**EXCERPT TO READ**:
---

China has established significant capacity across the CCS chain through research and development, including the construction of nine pilot projects, and has benefited from extensive international cooperation. Consequently, it has reached an adequate level of readiness to take forward large-scale CCUS demonstration projects.

The National Development and Reform Commission (NDRC) of China and the Asian Development Bank (ADB) have worked closely together on several CCS/CCUS institutional capacity-building projects, which led to the creation of a coal-based CCUS development and deployment roadmap for China.8 This included the identification of a number of early opportunity demonstration projects based around large coal-to-chemicals plants in which CO2 capture is a low-cost (less than US$20/tonne) possibility. Many of its coal-to-chemicals plants are also in the vicinity of oil fields amenable to CO2-enhanced oil recovery (CO2-EOR). Thus, China has the unique opportunity to demonstrate CCUS at low cost, which would allow Chinese industry to gain familiarity in establishing major, multi-stakeholder projects, thereby building expertise on all aspects of the CCS/CCUS chain. These activities led to a declaration of intent by the Ministry of Finance of China at COP21 that the Chinese government will work with the ADB to establish several CCUS demonstration projects using this approach. This should also kick-start China’s intended overall CCUS demonstration and deployment program, which should position the nation as a global leader for ensuring that HELE clean coal technology will form a key part of a global low-carbon future.

---

**REQUESTS**:
1. According to the passage on China's carbon capture plans, why does China have a unique opportunity to demonstrate CCUS at low cost? Answer in one to three sentences.
2. Answer these questions from the passage on China's carbon capture plans:
(a) How many pilot projects has China built?
(b) Which two bodies worked together on the CCS/CCUS capacity-building projects?
(c) Which Chinese ministry declared its intent at COP21?
3. Continue the passage on China's carbon capture plans from its last sentence.

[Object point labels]

---

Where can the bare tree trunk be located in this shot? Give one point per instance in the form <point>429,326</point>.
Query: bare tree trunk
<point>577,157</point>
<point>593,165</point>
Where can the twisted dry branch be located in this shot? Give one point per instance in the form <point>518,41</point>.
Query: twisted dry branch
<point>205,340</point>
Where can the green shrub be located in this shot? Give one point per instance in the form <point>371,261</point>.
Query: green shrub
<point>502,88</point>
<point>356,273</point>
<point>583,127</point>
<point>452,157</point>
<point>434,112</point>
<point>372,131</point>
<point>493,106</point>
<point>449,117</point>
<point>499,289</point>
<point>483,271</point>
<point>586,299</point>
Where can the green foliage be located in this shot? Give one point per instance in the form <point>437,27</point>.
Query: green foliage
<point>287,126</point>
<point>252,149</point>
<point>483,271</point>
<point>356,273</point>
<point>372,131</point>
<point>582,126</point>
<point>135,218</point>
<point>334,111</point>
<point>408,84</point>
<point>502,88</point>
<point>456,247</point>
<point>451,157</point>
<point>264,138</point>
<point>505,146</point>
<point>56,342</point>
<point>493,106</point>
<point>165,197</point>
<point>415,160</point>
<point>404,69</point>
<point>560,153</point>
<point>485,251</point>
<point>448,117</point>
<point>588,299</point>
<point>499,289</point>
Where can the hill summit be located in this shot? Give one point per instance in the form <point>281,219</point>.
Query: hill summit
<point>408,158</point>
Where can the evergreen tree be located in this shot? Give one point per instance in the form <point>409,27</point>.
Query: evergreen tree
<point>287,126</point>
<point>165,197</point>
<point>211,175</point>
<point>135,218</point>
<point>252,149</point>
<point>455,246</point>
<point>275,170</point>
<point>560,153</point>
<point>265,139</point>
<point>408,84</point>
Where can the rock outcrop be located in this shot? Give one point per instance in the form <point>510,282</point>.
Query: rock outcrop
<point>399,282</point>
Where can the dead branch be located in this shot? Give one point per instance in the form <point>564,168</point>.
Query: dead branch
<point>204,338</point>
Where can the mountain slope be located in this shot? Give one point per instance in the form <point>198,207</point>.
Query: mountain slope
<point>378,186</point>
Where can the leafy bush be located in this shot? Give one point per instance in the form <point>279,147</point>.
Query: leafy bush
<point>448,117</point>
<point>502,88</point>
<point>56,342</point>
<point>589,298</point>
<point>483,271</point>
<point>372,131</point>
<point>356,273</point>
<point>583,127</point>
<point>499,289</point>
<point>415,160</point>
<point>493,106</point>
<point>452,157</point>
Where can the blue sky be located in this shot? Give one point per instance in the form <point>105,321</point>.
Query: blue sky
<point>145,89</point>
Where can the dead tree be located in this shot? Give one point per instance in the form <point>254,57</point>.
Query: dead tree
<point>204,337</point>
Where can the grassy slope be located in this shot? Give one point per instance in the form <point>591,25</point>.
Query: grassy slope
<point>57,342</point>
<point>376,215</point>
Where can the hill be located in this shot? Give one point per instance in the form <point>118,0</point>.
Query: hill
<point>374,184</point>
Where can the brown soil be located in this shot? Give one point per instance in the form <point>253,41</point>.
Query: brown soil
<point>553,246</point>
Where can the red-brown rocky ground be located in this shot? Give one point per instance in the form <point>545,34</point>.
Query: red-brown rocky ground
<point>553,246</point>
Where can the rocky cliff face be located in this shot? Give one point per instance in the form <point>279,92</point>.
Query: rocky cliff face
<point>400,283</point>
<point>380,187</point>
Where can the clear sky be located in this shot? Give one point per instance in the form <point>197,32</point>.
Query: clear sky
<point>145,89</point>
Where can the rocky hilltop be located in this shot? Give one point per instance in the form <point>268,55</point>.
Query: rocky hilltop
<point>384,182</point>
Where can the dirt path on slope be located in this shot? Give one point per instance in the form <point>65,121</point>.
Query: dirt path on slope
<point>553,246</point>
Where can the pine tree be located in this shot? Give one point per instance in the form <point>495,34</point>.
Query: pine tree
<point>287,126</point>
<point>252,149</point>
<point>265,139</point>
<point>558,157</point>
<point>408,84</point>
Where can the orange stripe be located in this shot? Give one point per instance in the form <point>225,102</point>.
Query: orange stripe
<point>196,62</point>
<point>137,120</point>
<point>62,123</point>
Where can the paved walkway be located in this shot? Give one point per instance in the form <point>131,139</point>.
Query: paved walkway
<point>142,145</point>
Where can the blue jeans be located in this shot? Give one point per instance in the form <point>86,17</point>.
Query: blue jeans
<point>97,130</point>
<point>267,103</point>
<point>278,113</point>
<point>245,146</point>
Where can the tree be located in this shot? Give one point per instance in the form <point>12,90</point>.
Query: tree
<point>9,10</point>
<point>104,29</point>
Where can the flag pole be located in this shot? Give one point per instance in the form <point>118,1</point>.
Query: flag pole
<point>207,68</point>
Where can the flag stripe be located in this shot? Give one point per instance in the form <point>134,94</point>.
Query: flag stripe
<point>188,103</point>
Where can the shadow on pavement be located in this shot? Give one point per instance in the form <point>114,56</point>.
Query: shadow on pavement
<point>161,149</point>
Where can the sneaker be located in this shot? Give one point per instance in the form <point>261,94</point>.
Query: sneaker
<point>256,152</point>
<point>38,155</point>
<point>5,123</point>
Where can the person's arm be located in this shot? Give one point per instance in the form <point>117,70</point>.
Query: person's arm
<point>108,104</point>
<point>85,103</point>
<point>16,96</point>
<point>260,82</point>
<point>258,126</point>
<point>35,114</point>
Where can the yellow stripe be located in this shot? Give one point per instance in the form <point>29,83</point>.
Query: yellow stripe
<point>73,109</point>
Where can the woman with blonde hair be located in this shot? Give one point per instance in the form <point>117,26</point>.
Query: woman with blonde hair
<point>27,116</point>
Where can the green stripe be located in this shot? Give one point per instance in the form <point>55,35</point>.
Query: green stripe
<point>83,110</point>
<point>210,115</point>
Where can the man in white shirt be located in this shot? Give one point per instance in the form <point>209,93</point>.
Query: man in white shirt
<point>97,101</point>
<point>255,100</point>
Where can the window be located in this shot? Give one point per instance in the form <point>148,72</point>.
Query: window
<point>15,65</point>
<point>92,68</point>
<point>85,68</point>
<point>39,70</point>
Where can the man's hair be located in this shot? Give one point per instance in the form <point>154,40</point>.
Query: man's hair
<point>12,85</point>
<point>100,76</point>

---

**RESULTS**:
1. Many of China's large coal-to-chemicals plants can capture CO2 at low cost, under US$20 per tonne. Many of these plants are also near oil fields where CO2 can be used for enhanced oil recovery.

2.
(a) Nine.
(b) The National Development and Reform Commission (NDRC) of China and the Asian Development Bank (ADB).
(c) The Ministry of Finance of China.

3.
The current low oil prices may have temporarily reduced incentives for CO2-EOR projects in China, but the fundamental drivers remain strong. Nonetheless, China imports more than half of its oil consumption while about 70% of its domestic oil production comes from nine large oil fields, which are all mature and are facing or will soon face a decline in production. In some of these oil fields, water flooding is no longer effective in maintaining oil production levels.8 Introducing CO2-EOR is thus inevitable to maintain the economic viability of such oil fields. To deploy CO2-EOR in these oil fields, it is essential to undertake early-stage pilot testing and demonstration. To overcome the lack of interest under the current oil prices, the government will need to incentivize industries to capture and transport CO2 and to conduct CO2-EOR.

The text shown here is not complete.